**Exercise description**
Word for word, write out all of the data below.

**Supplied entries**
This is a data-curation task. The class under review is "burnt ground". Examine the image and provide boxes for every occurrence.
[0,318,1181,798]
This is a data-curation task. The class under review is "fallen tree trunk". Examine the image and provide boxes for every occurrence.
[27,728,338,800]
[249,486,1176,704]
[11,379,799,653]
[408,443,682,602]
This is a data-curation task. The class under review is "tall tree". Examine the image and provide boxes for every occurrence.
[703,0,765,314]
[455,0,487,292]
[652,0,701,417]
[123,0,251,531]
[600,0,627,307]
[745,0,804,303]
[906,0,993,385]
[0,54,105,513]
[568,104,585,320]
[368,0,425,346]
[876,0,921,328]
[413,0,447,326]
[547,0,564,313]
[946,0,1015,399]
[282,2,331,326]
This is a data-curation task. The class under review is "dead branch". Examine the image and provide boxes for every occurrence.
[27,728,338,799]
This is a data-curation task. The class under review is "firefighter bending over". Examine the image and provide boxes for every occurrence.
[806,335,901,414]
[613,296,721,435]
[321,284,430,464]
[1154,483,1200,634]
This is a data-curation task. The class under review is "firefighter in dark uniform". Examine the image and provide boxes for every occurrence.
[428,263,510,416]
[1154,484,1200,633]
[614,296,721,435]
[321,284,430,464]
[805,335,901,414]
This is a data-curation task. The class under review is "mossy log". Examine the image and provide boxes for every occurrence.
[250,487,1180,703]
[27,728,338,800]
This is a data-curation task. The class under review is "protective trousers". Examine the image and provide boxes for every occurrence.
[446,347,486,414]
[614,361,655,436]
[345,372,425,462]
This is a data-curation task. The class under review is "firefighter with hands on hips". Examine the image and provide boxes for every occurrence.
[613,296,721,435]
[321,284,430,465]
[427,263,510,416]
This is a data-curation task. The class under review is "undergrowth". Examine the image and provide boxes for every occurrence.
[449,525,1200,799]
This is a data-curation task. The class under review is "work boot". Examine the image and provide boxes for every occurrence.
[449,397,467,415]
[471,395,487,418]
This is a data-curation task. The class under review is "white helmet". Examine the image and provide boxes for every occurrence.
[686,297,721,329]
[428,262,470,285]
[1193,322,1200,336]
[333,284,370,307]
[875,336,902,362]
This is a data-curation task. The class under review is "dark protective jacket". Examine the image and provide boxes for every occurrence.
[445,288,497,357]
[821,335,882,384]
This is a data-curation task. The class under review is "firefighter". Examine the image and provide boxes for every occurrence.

**Result**
This is a data-curation task. The class under review is "burnt ground". Examine the image and provide boxes for every occurrence.
[0,318,1181,798]
This is a data-curation task. The class under review is "fallen tree trunk". Examine the image and provide boxes for every occurrence.
[27,728,338,800]
[249,486,1176,704]
[11,379,799,653]
[408,443,682,602]
This is a data-curation task. The class under review is "tall tree". Examine the image and provide boxes for every occurrence.
[703,0,765,314]
[455,0,487,292]
[652,0,701,417]
[123,0,251,531]
[600,0,627,307]
[745,0,804,303]
[906,0,993,385]
[0,54,105,513]
[568,104,585,320]
[368,0,425,346]
[876,0,921,328]
[413,0,447,326]
[547,0,564,313]
[946,0,1015,399]
[282,2,331,326]
This is a data-curation task. The class under review is "dead branch". Examine the image and provide boxes for every occurrence.
[27,728,338,799]
This is a data-curation task. The class under review is "firefighter bending over". Examine the image and provide boxes for every occurrence.
[806,335,901,414]
[613,296,721,435]
[321,284,430,464]
[1154,483,1200,634]
This is a data-curation task. The class under review is "firefighter in dark uniform". Examine the image and provide boxes for every occurrence.
[428,263,510,416]
[1154,484,1200,633]
[614,296,721,435]
[321,284,430,464]
[805,335,901,414]
This is a data-curation task. The class under review is "mossy log". Examine the image and provide boxes for every occurrence.
[250,487,1180,703]
[27,728,338,800]
This is a data-curation task. The class under review is "protective trousers". Examine the image and provide boxes for every occurrence.
[446,347,486,414]
[614,361,655,436]
[345,372,425,462]
This is a data-curation task. The class under review is "firefighter with hands on hips". Examine the image and provide boxes for every occurrence.
[613,296,721,435]
[321,284,430,465]
[427,263,510,416]
This is a data-curation task. The class under review is "undergrowth". Examine the image and provide boxes for every occurrence.
[449,525,1200,799]
This is a data-curation task. The class under review is "work boot". Examine the image and provide boxes for every occurrence.
[449,397,467,415]
[471,395,487,418]
This is a data-curation task. The class under review is "white helmet". Examine the image and provide boxes for every occurrence.
[686,297,721,329]
[428,262,470,285]
[1193,322,1200,336]
[333,284,370,307]
[875,336,902,362]
This is a data-curation task. The class under review is "dark protective jacket". Examine the image and provide boxes for every occurrence.
[445,288,497,357]
[821,335,882,384]
This is a data-curation task. The class under review is "firefighter". Examine the image and provide boxes for every occurrence.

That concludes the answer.